The personal concerns have decreased since the previous study. The main concern relates to the health of loved ones, though this figure has decreased from 75% two weeks ago to 67%.

Two weeks ago, half of the respondents said they were concerned about their physical health (now 36%) and 43% were concerned about their mental health (now 36%). Concerns about their financial situation remained stable (then 35%, now 36%).

Income and expenditure trends

A total of 62% of respondents indicated their income had remained stable over the past month, while 33% said their income had decreased. Of these, 19% indicated it had slightly decreased while 14% said it had reduced considerably.

A total of 31% indicated that their expenditure had not altered over the past month, 35% indicated that their expenditure had decreased while 34% indicated it had increased.

A review of responses by age indicates that a higher percentage of those aged 65 and over indicated an increase in expenditure (half of those within this age bracket) than other age groups. Conversely, 57% of those falling within the 18-to-24 age bracket indicated a decrease in expenditure.

■ **List of tasks**
1. According to the survey excerpt, what percentage of respondents said their income had stayed stable over the past month?
2. Rewrite the survey excerpt from "A total of 62%" up to and including "decrease in expenditure.", with "expenditure" updated to "spending".
Use only the survey excerpt to respond.

■ **Data section**
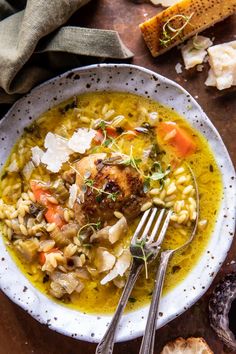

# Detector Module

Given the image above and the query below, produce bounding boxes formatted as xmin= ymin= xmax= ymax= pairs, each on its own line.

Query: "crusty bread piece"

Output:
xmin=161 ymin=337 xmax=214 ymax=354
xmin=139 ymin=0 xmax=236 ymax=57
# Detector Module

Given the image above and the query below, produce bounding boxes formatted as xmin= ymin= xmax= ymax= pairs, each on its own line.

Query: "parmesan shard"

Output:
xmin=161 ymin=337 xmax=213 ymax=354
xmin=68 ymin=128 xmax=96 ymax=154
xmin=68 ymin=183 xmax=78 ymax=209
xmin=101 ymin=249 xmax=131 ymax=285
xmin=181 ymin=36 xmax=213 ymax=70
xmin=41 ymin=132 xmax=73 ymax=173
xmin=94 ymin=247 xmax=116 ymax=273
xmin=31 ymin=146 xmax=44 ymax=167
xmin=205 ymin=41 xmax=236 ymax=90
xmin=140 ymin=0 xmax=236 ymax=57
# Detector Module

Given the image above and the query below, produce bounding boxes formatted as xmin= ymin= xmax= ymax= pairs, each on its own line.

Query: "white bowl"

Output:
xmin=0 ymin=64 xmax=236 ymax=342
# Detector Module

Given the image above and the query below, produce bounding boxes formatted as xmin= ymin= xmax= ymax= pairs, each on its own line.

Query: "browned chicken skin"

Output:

■ **Response list**
1. 62%

2.
A total of 62% of respondents indicated their income had remained stable over the past month, while 33% said their income had decreased. Of these, 19% indicated it had slightly decreased while 14% said it had reduced considerably.

A total of 31% indicated that their spending had not altered over the past month, 35% indicated that their spending had decreased while 34% indicated it had increased.

A review of responses by age indicates that a higher percentage of those aged 65 and over indicated an increase in spending (half of those within this age bracket) than other age groups. Conversely, 57% of those falling within the 18-to-24 age bracket indicated a decrease in spending.